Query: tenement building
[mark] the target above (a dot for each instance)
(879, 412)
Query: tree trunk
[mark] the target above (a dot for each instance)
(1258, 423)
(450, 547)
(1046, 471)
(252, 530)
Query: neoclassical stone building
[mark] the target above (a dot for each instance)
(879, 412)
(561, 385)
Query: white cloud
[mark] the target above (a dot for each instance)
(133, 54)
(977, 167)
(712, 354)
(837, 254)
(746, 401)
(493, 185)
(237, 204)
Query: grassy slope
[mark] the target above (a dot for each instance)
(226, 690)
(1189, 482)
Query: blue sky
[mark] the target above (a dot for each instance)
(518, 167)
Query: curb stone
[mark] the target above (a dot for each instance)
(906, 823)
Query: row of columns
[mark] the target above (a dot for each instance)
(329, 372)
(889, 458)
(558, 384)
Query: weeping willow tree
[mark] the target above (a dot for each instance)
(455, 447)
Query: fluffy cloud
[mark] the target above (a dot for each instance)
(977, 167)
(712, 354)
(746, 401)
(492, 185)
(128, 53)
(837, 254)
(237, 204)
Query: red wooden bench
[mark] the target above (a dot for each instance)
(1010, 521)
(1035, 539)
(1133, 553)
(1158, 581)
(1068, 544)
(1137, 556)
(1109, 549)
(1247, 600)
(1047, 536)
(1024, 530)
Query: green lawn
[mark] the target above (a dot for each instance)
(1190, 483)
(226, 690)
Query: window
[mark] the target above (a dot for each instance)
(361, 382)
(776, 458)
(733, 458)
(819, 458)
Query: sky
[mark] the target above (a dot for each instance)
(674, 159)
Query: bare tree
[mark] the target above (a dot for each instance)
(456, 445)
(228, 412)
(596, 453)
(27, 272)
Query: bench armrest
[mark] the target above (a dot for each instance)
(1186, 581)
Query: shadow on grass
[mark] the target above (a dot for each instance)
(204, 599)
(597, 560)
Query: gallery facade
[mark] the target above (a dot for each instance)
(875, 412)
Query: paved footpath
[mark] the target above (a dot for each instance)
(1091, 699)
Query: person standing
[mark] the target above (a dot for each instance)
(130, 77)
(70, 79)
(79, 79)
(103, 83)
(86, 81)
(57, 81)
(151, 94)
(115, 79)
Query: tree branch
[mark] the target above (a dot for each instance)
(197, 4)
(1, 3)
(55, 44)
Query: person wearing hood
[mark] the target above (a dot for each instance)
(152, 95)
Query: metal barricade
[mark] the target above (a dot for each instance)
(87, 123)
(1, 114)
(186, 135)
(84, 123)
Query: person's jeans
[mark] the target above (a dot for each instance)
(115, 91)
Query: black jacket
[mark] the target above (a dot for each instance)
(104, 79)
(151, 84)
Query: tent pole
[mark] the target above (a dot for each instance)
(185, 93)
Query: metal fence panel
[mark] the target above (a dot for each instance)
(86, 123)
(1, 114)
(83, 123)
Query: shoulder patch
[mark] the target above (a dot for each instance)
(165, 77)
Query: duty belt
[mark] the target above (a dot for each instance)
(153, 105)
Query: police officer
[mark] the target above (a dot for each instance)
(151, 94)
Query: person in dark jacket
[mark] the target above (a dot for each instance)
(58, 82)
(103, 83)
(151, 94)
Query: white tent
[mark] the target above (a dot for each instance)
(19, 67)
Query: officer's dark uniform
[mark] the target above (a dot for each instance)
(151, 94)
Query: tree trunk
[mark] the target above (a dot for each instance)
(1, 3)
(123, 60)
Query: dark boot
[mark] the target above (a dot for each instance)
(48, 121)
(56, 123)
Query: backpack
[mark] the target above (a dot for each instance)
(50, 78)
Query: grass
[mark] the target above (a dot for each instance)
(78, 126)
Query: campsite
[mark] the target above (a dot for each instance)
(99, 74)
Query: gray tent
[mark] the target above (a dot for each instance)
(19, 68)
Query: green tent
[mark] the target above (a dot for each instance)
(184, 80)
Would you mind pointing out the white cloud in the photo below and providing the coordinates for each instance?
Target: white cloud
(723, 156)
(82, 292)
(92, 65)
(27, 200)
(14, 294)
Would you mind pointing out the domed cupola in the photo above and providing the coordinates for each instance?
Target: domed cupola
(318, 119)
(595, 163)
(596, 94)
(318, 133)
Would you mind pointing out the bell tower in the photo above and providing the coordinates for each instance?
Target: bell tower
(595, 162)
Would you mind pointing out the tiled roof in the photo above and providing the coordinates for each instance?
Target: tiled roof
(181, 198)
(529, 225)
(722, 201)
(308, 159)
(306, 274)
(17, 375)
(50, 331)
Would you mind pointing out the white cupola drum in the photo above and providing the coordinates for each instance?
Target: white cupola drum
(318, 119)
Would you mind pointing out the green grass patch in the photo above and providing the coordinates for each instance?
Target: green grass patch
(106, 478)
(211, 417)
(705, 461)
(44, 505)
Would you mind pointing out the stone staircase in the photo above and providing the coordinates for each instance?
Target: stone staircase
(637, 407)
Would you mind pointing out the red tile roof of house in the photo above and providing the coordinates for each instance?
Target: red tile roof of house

> ACTION ITEM
Using the material, show each line where the string "metal" can be found.

> TASK RESULT
Query: metal barricade
Query: metal fence panel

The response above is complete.